§ Excerpted passage
=====

Friday, November 16, 2007

Busy Rest


I am a restless person. Resting is so hard for me. I am always looking for the next adventure.

Looking for the next rush.

I have never had a job for over a year. Since I graduated high school, I have moved 8 times.

Eight.

Are you kidding me. My parents have only moved twice. And they have been married for over 30 years.

I should get a prize for that.

I am a wanderer. A dabbler. I leave at the peak of my stay so that I don't overstay my welcome.

I guess my heart just yearns for something more--so I just move on. And I leave everything else--and everyone else--behind.

Don't get me wrong, I have great friends all over the country and stay in great contact with most of them. But as for me--I leave. I move on to what I think are bigger and better things.

And so the cycle continues.

I mean, I just started my teaching job (yes, I got a teaching job in Irving teaching Chemistry and IPC) and on my first day I was already thinking about what I could do next year instead of teaching at this school. What is my problem?

But, what if this whole time, the thing that I have needed most is rest?

And, maybe I just have that nature about me. Maybe I will be a wanderer for the rest of my life. (Although I hope not, because the idea of being "settled" sounds so great!) Maybe I will, though, always feel the call to move to a new place.

But what I need to learn is how to rest while I am wherever I am. I need to be all here. This is something that I have known for a long time, but have to be reminded of.

My new teaching job is very stressful and overwhelming so I am very busy, but I am learning how to be all there. I am learning how to be completely content with THIS job, in THIS city, with THESE people. Although I am very busy, I feel very rested. Very stable. Very content.

We'll see how long THIS will last!!!

9 comments:

Brandy said...

I HEART CLAIRE BORNE A LOT!!!!!!

Anonymous said...

Oh Claire, I understand exactly what you are talking about here. Rest is something I have learned a lot about in the last month and have some neat things to share with ya sometime. Oh the wanderer lifestyle and how it calls us from place to place.

Sarah said...

good stuff cla.

this "always waiting for the next big thing" is a bunkmate plague.
rest is hard.
stillness is hard.
but i know i need it. long for it, actually.

i just told emily last night, "don't you wish something really exciting was ust around the corner?"

=====

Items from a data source
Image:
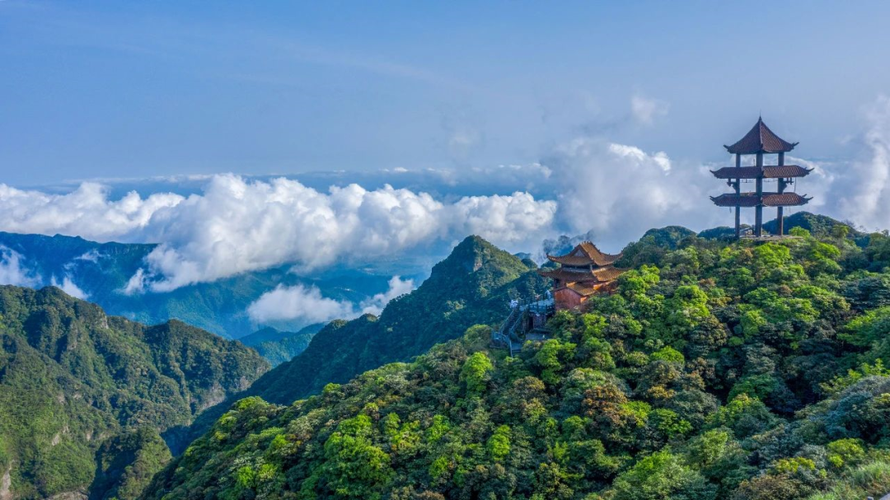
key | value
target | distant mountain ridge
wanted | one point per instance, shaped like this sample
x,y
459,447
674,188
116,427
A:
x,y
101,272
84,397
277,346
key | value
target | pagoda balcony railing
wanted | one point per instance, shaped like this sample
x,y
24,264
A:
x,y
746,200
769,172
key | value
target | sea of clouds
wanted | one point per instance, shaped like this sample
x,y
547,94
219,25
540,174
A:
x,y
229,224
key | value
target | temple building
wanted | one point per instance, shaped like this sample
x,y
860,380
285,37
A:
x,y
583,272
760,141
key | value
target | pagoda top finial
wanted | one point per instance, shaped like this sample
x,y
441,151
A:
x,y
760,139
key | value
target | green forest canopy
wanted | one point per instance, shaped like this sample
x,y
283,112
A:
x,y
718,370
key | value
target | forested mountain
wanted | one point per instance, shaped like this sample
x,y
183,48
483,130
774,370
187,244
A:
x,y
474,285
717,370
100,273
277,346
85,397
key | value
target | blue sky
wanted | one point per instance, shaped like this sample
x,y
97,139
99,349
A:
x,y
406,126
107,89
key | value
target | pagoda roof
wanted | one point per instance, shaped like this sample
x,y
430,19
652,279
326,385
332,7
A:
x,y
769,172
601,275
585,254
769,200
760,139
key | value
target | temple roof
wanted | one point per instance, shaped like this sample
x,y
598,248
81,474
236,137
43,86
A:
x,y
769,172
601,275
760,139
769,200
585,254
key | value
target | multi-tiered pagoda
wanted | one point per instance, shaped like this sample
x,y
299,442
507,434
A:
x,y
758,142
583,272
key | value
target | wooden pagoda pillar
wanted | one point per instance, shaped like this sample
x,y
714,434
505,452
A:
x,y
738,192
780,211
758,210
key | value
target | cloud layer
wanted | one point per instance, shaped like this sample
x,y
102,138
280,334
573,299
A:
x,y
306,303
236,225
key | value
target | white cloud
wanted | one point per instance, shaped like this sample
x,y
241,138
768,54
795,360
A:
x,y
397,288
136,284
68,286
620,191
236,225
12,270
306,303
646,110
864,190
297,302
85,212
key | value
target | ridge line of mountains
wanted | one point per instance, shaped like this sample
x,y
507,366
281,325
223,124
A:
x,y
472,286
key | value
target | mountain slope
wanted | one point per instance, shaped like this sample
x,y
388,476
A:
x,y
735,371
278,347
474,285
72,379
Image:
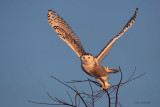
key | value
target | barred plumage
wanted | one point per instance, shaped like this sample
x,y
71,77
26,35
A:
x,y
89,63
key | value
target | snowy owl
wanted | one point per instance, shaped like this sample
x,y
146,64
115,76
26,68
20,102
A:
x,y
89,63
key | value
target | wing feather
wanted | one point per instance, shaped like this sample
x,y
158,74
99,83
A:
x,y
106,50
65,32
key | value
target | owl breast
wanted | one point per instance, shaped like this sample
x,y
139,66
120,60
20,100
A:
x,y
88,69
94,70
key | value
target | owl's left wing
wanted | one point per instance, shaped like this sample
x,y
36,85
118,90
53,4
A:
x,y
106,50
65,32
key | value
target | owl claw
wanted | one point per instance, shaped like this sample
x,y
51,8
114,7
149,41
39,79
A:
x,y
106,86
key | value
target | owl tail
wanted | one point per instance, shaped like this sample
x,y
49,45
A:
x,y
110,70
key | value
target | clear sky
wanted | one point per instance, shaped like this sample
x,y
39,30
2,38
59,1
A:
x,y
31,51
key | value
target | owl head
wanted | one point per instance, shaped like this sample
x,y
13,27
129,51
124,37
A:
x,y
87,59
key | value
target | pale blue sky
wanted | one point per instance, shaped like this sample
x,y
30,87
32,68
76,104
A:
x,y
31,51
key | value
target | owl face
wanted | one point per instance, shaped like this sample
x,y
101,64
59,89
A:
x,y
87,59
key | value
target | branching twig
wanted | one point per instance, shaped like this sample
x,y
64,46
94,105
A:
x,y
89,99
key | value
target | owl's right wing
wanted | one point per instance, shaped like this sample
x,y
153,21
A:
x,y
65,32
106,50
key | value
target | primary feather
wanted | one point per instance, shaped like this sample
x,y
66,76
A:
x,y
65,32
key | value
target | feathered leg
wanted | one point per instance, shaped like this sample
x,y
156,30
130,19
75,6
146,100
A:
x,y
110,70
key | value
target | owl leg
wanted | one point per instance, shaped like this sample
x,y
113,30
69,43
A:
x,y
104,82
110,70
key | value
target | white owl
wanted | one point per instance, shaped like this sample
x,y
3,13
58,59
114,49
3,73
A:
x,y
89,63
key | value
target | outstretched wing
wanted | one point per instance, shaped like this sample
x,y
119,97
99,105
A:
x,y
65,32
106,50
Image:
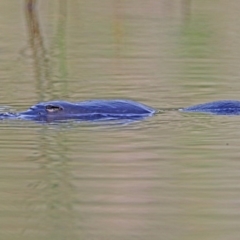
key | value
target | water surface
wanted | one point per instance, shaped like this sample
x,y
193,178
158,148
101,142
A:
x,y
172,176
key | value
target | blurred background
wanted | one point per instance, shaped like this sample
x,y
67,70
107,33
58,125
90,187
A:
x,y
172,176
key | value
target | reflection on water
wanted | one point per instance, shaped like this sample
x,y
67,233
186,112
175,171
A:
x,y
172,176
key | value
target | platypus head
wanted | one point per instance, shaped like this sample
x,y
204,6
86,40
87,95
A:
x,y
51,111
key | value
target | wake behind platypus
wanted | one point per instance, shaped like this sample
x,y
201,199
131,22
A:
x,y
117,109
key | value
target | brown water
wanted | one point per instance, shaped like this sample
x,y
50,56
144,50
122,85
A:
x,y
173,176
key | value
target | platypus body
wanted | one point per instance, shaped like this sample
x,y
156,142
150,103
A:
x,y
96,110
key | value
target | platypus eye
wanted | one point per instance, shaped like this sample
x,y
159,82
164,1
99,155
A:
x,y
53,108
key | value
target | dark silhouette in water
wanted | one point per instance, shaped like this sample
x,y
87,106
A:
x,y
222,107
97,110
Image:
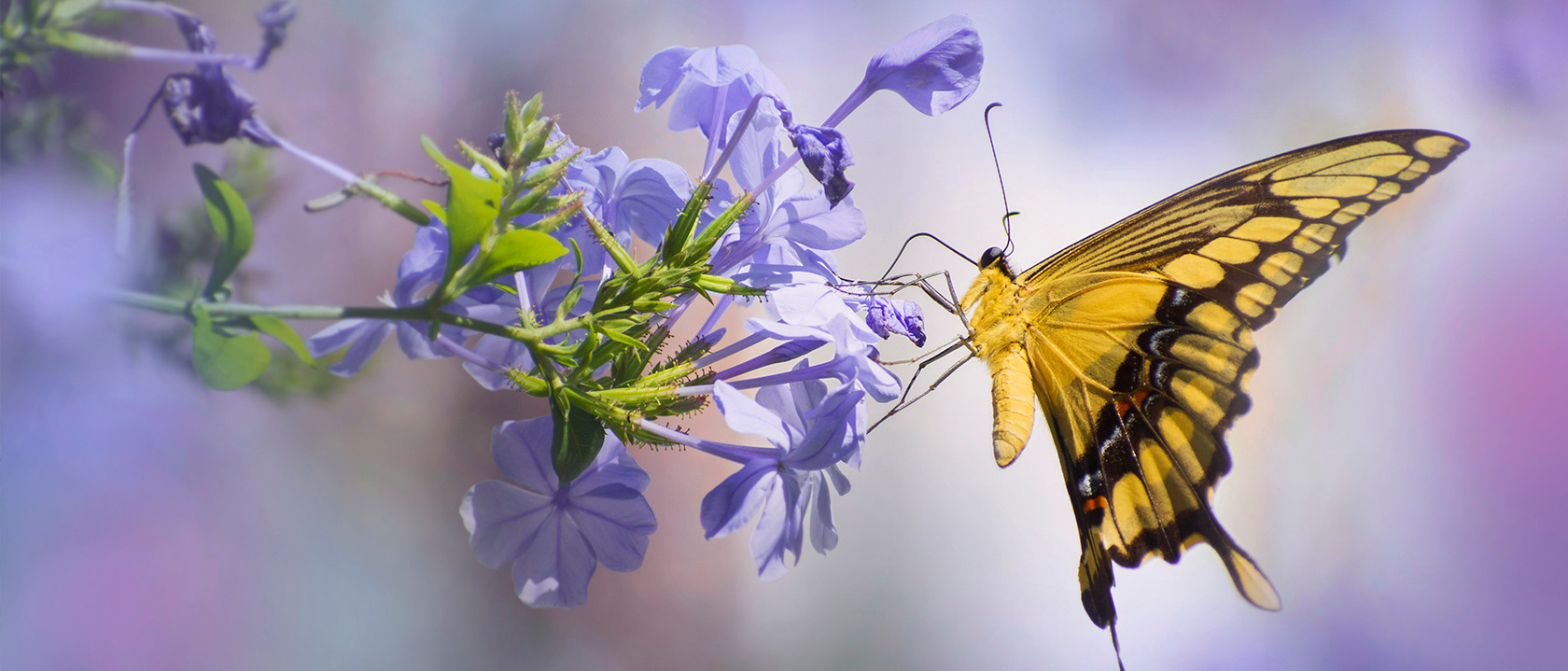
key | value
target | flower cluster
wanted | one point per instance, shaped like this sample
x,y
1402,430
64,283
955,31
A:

=====

§ Questions
(A) According to the blog post, why does the writer leave each place at the peak of the stay?
(B) Print the part of the blog post starting at "Are you kidding" and ending at "overstay my welcome.".
(C) In the blog post, how many times has the writer moved since graduating high school?
The records are not needed here.

§ Per-task answers
(A) The writer leaves at the peak of each stay to avoid overstaying the welcome.

(B)
Are you kidding me. My parents have only moved twice. And they have been married for over 30 years.

I should get a prize for that.

I am a wanderer. A dabbler. I leave at the peak of my stay so that I don't overstay my welcome.

(C) Eight times.